The data below is to be set down again exactly as written.

-- AVAILABLE DATA follows --

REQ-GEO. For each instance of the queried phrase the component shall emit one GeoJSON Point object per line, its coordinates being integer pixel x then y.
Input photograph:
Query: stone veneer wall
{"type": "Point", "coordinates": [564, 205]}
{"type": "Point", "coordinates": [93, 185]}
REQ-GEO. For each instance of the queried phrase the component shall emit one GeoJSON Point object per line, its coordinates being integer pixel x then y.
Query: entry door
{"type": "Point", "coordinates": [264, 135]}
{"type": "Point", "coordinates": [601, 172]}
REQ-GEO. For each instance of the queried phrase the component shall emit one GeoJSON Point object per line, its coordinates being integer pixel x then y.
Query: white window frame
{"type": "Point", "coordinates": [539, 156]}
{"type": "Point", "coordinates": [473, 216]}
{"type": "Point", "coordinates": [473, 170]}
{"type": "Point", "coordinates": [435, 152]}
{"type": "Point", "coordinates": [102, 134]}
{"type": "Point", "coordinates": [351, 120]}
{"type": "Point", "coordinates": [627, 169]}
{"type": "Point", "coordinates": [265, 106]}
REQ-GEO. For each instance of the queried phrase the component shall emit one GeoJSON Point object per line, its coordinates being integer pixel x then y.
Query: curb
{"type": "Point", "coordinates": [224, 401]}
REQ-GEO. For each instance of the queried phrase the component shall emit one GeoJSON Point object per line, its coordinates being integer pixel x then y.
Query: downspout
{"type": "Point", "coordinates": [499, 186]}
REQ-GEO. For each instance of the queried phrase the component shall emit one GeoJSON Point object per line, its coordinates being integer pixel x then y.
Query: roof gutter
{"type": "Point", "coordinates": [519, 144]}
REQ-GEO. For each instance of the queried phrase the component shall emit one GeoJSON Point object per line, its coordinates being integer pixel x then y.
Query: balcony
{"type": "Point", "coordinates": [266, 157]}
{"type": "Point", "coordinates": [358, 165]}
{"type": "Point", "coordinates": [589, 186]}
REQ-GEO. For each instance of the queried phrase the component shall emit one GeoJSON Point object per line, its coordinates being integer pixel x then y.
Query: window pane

-- AVAILABLE DATA concluded --

RESPONSE BELOW:
REQ-GEO. For each instance of the queried phrase the component shall emit one GeoJSON Point object per line, its coordinates being integer pixel x then y.
Input photograph:
Query: stone veneer wall
{"type": "Point", "coordinates": [564, 205]}
{"type": "Point", "coordinates": [93, 185]}
REQ-GEO. For each instance of the queried phrase the component shall emit one GeoJSON Point object per line, its coordinates being integer pixel x then y.
Query: entry door
{"type": "Point", "coordinates": [264, 135]}
{"type": "Point", "coordinates": [601, 172]}
REQ-GEO. For each instance of the queried phrase the component shall emit one GeoJSON Point object per line, its coordinates being integer pixel x then y.
Query: white window frame
{"type": "Point", "coordinates": [539, 156]}
{"type": "Point", "coordinates": [473, 216]}
{"type": "Point", "coordinates": [473, 170]}
{"type": "Point", "coordinates": [435, 152]}
{"type": "Point", "coordinates": [102, 134]}
{"type": "Point", "coordinates": [351, 120]}
{"type": "Point", "coordinates": [627, 169]}
{"type": "Point", "coordinates": [265, 106]}
REQ-GEO. For each instance of the queried phrase the component shall emit one GeoJSON Point object per line, its coordinates being integer pixel x then y.
Query: curb
{"type": "Point", "coordinates": [224, 401]}
REQ-GEO. For each instance of the queried phrase the component shall emit one GeoJSON Point object per line, its coordinates being integer pixel x then y.
Query: downspout
{"type": "Point", "coordinates": [499, 186]}
REQ-GEO. For each instance of the queried phrase the component shall emit one GeoJSON Point object per line, its coordinates being integer pixel x then y.
Query: roof gutter
{"type": "Point", "coordinates": [519, 144]}
REQ-GEO. For each instance of the queried phrase the component shall emit one GeoJSON Point object per line, its coordinates being integer pixel x then y.
Query: balcony
{"type": "Point", "coordinates": [266, 157]}
{"type": "Point", "coordinates": [358, 165]}
{"type": "Point", "coordinates": [589, 186]}
REQ-GEO. For each instance of the queried phrase the component shall emit one GeoJSON Point object per line, its coordinates being integer pixel x then y.
Query: window pane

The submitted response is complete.